TASK STATEMENT: Please set down exactly the lines from the one that contains "Query: wooden fan blade" through the end of the material, leaving out every picture.

↓

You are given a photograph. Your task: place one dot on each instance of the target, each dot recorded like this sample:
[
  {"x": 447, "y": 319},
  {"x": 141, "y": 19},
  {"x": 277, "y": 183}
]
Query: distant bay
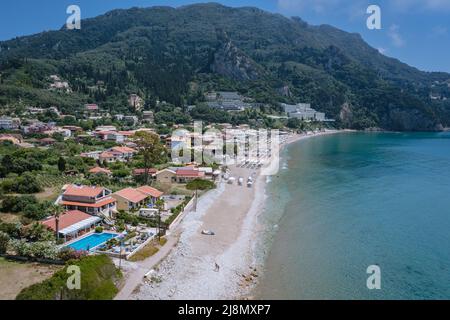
[{"x": 344, "y": 202}]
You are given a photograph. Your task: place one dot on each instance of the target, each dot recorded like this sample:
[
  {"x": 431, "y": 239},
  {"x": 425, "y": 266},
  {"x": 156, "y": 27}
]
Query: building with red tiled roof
[
  {"x": 72, "y": 224},
  {"x": 125, "y": 150},
  {"x": 130, "y": 199},
  {"x": 89, "y": 199},
  {"x": 185, "y": 175}
]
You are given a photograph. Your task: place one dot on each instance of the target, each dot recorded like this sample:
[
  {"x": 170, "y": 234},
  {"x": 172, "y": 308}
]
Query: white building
[
  {"x": 303, "y": 111},
  {"x": 8, "y": 123}
]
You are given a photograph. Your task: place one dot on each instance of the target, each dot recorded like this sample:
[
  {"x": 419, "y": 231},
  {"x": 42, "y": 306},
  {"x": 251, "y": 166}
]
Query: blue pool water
[{"x": 91, "y": 241}]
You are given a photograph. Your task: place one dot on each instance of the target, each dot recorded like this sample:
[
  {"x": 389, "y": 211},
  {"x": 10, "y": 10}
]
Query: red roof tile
[
  {"x": 124, "y": 150},
  {"x": 99, "y": 170},
  {"x": 131, "y": 195},
  {"x": 88, "y": 205},
  {"x": 83, "y": 191},
  {"x": 190, "y": 173},
  {"x": 137, "y": 172},
  {"x": 155, "y": 193}
]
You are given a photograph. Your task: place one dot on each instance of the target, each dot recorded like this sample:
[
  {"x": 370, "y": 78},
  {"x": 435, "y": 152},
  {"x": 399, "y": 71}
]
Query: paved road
[{"x": 136, "y": 276}]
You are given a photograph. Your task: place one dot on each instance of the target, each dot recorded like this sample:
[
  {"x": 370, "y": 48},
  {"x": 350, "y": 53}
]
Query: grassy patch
[{"x": 15, "y": 276}]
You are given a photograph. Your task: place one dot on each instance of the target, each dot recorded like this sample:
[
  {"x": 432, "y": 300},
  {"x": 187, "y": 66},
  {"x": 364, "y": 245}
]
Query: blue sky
[{"x": 415, "y": 31}]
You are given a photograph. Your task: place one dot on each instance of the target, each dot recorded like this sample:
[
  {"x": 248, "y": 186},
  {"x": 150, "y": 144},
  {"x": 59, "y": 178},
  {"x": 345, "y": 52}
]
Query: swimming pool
[{"x": 91, "y": 241}]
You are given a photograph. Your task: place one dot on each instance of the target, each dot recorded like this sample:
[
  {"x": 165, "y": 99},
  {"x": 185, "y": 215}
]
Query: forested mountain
[{"x": 176, "y": 55}]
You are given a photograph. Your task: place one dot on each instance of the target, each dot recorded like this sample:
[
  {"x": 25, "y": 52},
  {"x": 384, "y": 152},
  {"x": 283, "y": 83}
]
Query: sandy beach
[{"x": 222, "y": 266}]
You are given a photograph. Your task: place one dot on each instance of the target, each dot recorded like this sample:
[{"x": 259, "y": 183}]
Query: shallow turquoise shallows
[
  {"x": 345, "y": 202},
  {"x": 91, "y": 241}
]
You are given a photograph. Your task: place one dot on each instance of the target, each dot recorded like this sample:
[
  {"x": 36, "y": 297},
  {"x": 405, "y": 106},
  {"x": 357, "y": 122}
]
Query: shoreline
[{"x": 189, "y": 271}]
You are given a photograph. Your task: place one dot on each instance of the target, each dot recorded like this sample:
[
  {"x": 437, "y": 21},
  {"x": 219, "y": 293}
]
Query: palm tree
[{"x": 56, "y": 212}]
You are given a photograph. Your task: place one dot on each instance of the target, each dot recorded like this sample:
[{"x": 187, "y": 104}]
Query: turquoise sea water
[{"x": 342, "y": 203}]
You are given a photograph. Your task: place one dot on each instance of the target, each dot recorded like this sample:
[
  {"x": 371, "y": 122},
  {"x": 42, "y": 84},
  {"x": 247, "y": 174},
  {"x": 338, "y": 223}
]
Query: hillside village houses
[
  {"x": 132, "y": 199},
  {"x": 303, "y": 111},
  {"x": 8, "y": 123},
  {"x": 111, "y": 155},
  {"x": 72, "y": 224},
  {"x": 228, "y": 101}
]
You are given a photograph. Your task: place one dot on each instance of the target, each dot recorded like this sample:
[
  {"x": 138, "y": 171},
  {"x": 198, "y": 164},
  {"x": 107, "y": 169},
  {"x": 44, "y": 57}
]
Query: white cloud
[
  {"x": 439, "y": 31},
  {"x": 396, "y": 38}
]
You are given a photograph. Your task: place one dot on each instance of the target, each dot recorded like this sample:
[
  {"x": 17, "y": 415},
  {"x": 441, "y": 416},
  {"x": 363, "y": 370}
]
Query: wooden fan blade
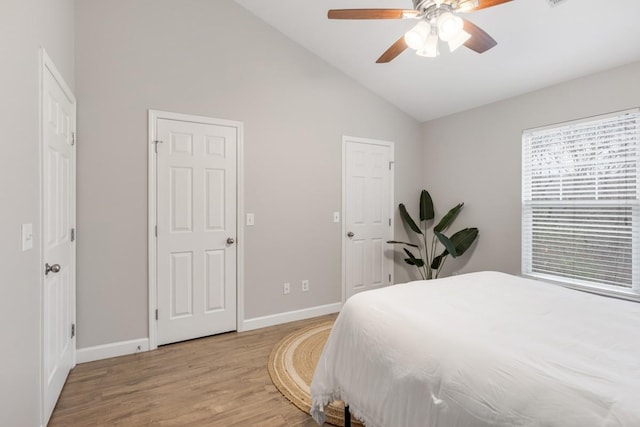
[
  {"x": 371, "y": 13},
  {"x": 396, "y": 49},
  {"x": 469, "y": 6},
  {"x": 480, "y": 41}
]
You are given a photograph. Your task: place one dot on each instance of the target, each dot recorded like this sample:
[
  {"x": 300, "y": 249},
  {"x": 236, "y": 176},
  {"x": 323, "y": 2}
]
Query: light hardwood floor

↑

FINISHED EXERCISE:
Query: wooden fan blade
[
  {"x": 371, "y": 13},
  {"x": 396, "y": 49},
  {"x": 469, "y": 6},
  {"x": 480, "y": 41}
]
You are given a photograph. Your task: place one dot on each instance of the target, each dot recorded like this sample:
[
  {"x": 300, "y": 249},
  {"x": 236, "y": 176},
  {"x": 323, "y": 2}
]
Query: light hardwood floor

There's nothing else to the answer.